- AIM OF THE TASK -
Extract from the entries below, exactly as given, only the lines from the line containing "INSTRUCTION = locate a point on each instance of the brown" to the line containing "TARGET = pool handrail", both lines included.

Items from a data source

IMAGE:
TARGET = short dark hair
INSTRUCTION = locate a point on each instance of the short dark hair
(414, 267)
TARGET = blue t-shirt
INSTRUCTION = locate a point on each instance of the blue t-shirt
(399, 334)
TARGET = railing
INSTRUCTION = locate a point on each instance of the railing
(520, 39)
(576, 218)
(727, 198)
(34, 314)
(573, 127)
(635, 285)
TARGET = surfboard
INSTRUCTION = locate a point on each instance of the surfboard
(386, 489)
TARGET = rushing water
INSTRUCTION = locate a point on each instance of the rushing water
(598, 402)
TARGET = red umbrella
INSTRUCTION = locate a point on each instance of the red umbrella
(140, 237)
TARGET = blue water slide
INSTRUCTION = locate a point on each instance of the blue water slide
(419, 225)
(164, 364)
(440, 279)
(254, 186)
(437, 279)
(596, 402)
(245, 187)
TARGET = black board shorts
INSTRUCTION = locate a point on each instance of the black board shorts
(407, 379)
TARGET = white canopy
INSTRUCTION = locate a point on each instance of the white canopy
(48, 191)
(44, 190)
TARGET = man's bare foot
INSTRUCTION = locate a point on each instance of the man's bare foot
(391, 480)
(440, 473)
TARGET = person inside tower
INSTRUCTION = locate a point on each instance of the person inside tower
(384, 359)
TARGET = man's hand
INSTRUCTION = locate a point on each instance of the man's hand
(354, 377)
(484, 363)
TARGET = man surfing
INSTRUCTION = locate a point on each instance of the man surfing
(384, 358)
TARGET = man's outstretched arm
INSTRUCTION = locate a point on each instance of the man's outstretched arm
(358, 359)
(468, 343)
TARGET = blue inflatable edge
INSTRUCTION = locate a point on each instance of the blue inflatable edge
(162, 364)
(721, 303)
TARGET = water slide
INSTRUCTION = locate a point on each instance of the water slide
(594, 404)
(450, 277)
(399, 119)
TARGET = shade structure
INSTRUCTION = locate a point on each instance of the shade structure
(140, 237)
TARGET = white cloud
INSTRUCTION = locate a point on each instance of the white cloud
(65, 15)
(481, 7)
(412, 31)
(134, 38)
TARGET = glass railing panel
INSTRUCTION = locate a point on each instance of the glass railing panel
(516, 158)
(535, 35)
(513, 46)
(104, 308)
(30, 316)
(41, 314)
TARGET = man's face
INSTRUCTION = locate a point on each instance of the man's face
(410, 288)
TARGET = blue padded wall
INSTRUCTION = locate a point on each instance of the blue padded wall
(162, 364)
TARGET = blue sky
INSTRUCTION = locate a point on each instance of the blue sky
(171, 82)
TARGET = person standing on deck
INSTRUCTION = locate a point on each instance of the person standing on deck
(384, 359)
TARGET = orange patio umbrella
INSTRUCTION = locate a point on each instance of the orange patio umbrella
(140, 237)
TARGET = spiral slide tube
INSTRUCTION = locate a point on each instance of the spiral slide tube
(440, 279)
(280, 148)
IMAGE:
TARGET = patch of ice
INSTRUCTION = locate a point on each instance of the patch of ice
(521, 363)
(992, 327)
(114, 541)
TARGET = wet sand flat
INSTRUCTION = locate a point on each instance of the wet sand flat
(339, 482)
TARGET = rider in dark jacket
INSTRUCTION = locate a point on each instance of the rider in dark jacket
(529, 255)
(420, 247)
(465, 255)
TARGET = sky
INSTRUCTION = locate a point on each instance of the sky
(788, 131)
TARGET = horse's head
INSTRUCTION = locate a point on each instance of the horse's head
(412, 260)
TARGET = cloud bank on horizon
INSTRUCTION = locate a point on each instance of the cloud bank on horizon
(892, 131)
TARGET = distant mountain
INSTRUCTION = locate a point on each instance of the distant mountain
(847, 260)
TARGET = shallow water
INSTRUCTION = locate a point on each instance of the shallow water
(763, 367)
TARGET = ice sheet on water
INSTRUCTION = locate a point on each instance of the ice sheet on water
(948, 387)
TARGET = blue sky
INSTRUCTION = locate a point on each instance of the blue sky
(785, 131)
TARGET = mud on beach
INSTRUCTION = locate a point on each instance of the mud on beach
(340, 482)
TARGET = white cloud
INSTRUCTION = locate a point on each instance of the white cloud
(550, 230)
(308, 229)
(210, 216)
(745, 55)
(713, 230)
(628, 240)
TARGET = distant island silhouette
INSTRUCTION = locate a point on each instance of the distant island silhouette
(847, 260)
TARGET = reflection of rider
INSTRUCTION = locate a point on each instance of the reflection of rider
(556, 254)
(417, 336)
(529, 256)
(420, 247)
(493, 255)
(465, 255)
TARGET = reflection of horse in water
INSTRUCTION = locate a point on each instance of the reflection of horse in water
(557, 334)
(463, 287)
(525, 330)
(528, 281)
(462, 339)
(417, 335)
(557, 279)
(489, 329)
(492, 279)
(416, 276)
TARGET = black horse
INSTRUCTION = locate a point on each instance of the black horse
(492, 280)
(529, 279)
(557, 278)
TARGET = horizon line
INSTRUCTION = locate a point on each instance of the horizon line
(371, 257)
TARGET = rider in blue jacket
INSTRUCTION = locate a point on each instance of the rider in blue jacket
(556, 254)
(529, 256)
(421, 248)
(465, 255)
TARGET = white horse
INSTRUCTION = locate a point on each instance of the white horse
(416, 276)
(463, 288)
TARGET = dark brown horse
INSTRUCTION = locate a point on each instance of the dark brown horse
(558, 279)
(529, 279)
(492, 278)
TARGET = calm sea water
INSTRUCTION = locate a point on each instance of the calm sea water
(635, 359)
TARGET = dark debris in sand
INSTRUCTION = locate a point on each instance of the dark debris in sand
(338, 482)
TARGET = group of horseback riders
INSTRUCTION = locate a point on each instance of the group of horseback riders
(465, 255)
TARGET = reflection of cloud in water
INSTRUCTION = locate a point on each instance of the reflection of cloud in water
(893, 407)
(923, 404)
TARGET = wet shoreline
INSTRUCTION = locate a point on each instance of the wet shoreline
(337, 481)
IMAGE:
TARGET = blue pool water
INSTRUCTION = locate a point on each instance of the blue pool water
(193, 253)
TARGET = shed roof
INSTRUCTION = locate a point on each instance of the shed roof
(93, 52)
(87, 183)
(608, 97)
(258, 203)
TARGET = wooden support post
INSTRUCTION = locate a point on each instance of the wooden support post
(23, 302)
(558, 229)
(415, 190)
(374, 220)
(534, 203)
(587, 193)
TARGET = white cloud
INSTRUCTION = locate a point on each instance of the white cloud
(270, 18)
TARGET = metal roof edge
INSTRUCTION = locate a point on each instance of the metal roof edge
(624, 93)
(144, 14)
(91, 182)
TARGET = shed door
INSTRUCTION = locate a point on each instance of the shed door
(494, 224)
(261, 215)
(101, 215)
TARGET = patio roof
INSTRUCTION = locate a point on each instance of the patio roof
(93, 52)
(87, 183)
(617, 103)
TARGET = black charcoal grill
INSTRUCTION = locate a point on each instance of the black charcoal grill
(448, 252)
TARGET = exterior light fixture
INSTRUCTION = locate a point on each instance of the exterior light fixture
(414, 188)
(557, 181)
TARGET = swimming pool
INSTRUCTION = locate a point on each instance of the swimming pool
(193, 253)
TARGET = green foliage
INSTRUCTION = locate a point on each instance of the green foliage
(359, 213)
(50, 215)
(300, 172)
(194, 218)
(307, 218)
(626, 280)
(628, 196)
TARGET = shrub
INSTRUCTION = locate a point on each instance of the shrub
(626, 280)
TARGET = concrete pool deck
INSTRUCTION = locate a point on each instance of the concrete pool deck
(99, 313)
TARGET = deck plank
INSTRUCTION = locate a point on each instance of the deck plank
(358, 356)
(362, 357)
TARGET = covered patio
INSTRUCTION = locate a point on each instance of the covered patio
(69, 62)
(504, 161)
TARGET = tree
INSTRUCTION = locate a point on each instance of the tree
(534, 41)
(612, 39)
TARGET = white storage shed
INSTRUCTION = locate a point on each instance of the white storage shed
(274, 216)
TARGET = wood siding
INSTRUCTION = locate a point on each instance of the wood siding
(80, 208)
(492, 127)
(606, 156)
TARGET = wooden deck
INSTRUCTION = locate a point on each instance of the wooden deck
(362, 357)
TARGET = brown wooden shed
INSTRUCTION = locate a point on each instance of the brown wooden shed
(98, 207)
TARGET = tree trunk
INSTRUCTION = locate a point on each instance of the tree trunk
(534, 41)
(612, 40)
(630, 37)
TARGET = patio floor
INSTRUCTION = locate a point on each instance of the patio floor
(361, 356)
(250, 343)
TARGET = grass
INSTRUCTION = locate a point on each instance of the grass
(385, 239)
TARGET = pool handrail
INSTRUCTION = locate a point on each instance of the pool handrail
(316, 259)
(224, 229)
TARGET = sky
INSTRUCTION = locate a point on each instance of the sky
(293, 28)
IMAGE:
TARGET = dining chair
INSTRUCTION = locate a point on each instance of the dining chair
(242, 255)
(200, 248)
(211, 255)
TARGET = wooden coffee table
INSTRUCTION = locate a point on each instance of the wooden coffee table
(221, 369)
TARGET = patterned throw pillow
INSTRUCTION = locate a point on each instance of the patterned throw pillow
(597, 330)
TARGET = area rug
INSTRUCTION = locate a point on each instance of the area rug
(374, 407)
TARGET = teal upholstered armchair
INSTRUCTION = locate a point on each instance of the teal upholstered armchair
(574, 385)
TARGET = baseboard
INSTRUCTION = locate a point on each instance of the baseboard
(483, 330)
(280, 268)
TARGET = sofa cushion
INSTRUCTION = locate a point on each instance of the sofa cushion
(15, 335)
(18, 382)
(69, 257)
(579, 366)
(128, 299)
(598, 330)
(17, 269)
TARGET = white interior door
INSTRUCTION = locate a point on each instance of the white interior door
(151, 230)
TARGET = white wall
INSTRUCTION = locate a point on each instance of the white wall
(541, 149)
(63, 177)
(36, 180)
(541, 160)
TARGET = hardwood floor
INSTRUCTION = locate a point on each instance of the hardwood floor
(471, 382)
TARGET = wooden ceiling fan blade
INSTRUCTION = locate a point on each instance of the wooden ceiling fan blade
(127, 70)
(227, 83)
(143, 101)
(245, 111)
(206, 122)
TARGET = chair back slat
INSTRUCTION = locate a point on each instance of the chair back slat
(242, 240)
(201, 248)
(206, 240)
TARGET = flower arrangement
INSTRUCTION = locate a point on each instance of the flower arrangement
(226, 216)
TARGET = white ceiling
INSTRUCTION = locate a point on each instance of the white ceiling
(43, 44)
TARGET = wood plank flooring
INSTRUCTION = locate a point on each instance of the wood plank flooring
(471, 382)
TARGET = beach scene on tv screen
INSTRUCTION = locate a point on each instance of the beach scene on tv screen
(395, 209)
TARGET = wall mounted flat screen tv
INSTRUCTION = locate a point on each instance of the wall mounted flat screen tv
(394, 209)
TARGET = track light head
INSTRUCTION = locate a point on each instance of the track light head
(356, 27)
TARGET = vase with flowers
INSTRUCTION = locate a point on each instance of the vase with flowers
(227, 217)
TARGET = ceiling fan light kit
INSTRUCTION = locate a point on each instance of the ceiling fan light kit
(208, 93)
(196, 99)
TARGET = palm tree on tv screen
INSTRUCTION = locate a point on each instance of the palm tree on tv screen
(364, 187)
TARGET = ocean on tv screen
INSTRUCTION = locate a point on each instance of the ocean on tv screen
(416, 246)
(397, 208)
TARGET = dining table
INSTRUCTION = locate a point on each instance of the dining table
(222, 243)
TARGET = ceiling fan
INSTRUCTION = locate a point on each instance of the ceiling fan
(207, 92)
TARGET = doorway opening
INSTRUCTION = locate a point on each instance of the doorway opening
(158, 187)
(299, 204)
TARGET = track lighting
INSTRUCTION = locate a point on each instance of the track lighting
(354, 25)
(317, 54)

- RESPONSE AREA -
INSTRUCTION = locate a point on each instance of the brown wooden shed
(98, 207)
TARGET = tree trunk
INSTRUCTION = locate a point on each instance of the tree trunk
(534, 41)
(612, 40)
(630, 37)
TARGET = patio floor
INSTRUCTION = locate a point on each instance of the patio floor
(361, 356)
(250, 343)
TARGET = grass
INSTRUCTION = locate a point on each instance of the grass
(385, 239)
TARGET = pool handrail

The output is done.